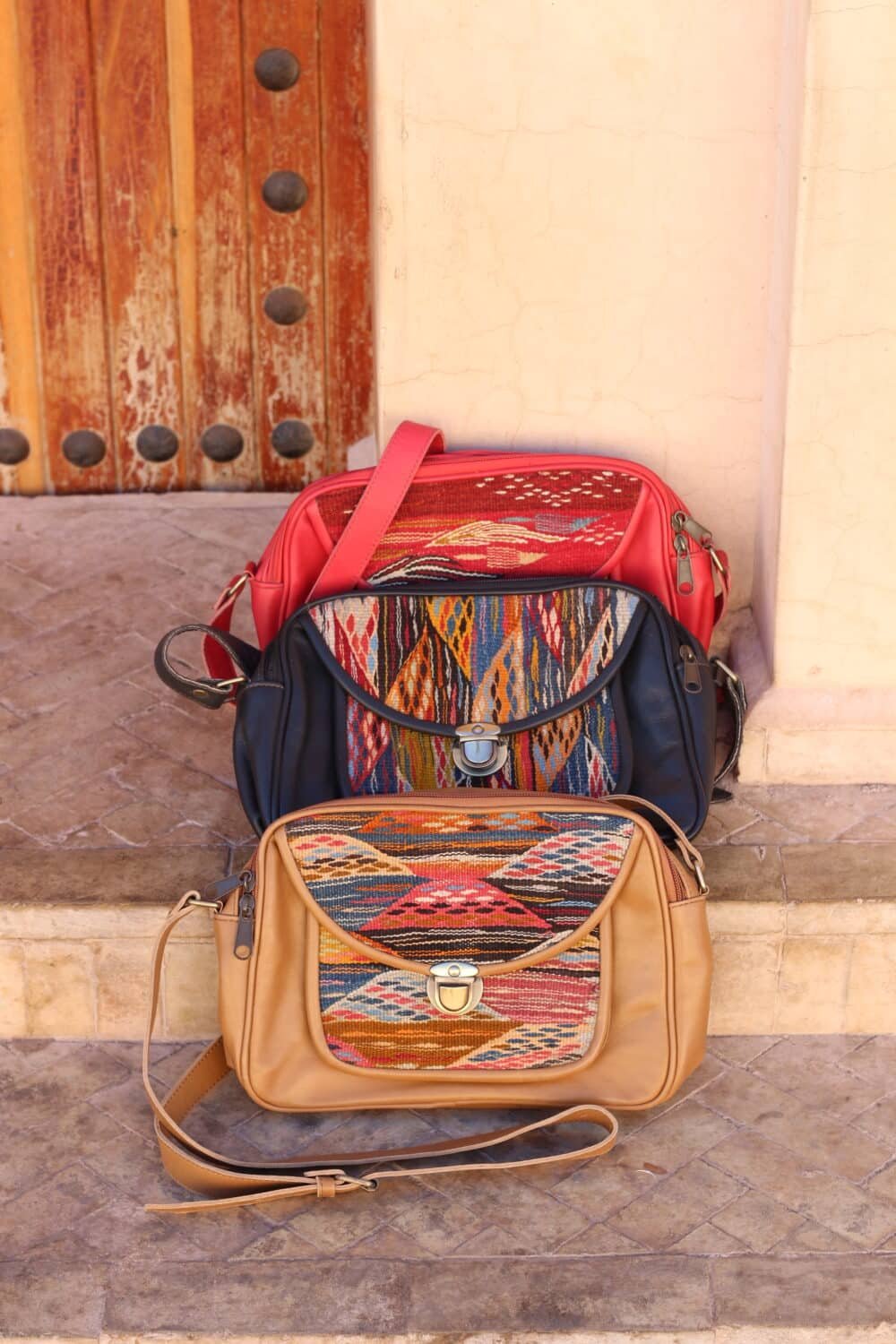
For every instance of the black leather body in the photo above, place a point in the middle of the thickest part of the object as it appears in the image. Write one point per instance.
(324, 698)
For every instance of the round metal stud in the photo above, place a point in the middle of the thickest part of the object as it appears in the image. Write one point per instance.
(158, 443)
(222, 443)
(13, 446)
(285, 191)
(277, 69)
(285, 306)
(83, 448)
(292, 438)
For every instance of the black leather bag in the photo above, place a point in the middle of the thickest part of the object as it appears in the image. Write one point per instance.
(581, 688)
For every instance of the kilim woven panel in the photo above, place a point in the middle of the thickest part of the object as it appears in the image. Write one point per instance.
(512, 523)
(487, 658)
(487, 889)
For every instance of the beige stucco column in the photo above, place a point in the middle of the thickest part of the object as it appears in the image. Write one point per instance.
(826, 613)
(664, 230)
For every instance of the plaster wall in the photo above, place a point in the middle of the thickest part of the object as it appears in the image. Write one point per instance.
(665, 231)
(573, 230)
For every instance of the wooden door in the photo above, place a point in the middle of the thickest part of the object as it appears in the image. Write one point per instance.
(185, 266)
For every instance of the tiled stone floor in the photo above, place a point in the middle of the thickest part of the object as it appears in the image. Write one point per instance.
(764, 1193)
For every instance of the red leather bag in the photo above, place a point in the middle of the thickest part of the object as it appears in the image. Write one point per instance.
(429, 515)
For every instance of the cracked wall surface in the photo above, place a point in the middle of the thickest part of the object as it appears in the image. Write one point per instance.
(573, 233)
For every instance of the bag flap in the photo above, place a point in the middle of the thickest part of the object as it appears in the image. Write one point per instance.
(413, 886)
(435, 660)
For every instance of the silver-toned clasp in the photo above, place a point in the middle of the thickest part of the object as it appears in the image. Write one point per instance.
(479, 749)
(454, 986)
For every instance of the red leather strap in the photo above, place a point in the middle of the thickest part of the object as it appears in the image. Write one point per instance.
(378, 505)
(215, 658)
(724, 588)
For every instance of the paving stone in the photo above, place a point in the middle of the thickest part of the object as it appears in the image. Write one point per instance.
(833, 1202)
(756, 1220)
(45, 1210)
(818, 812)
(880, 1120)
(874, 1061)
(158, 874)
(708, 1239)
(807, 1290)
(780, 1116)
(740, 1050)
(745, 873)
(840, 871)
(676, 1206)
(493, 1250)
(43, 1297)
(386, 1296)
(818, 1085)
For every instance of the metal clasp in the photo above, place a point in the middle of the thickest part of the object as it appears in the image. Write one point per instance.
(195, 898)
(479, 749)
(454, 986)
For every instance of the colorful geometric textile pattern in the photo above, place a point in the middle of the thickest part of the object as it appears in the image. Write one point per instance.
(430, 886)
(576, 753)
(508, 523)
(492, 658)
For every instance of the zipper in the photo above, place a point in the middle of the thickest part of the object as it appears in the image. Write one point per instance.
(684, 527)
(691, 669)
(245, 938)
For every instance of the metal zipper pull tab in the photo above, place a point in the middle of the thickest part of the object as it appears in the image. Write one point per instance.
(691, 669)
(684, 577)
(245, 938)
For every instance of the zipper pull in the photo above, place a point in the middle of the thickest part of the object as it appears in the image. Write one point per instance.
(245, 938)
(684, 577)
(683, 521)
(691, 669)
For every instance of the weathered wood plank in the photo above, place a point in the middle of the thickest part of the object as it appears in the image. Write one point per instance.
(206, 99)
(56, 96)
(134, 159)
(19, 378)
(347, 226)
(282, 134)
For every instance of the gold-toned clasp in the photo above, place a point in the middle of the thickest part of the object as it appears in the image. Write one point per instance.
(237, 586)
(454, 986)
(331, 1180)
(195, 898)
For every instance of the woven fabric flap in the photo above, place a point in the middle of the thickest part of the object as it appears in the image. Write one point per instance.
(487, 887)
(556, 521)
(450, 659)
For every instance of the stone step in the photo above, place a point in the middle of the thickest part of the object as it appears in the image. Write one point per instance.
(804, 933)
(756, 1207)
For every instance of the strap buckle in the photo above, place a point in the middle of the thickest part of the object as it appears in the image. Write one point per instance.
(236, 588)
(331, 1180)
(195, 898)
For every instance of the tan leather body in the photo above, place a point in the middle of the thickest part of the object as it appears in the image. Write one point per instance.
(651, 1018)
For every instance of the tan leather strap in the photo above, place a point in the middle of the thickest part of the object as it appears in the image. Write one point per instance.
(225, 1182)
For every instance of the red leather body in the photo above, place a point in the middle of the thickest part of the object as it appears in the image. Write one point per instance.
(432, 515)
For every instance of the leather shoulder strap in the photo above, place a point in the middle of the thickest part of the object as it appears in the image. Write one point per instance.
(206, 691)
(409, 446)
(223, 1182)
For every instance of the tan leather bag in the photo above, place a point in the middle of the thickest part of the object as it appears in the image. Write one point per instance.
(490, 949)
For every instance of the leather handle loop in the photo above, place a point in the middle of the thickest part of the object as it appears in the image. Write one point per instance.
(734, 690)
(206, 691)
(225, 1182)
(392, 476)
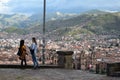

# Your objective
Starting with the line that contains "For every instance of the red leather body", copy every line word for word through the end of the listing above, but leave out the pictures.

# Response
For every instance of the red leather body in the photo above, place a point in the middle of the thickest part of the object as it appears in the image. Write one point per instance.
(432, 515)
For every instance of the leather shoulder strap in the photo above, place a point in the middle of the thickest part of the object as it appears in the image. Write one point per instance.
(206, 691)
(409, 446)
(223, 1182)
For every instance of the tan leather bag in the photo above, place a point in the middle of the thickest part of the object as it appears in the image. Write one point per instance.
(490, 949)
For every instance of the leather handle loop in the photo above, place a point in the middle of the thickest part of the object as it appears in the image. Write one point per instance.
(734, 690)
(206, 691)
(225, 1182)
(392, 476)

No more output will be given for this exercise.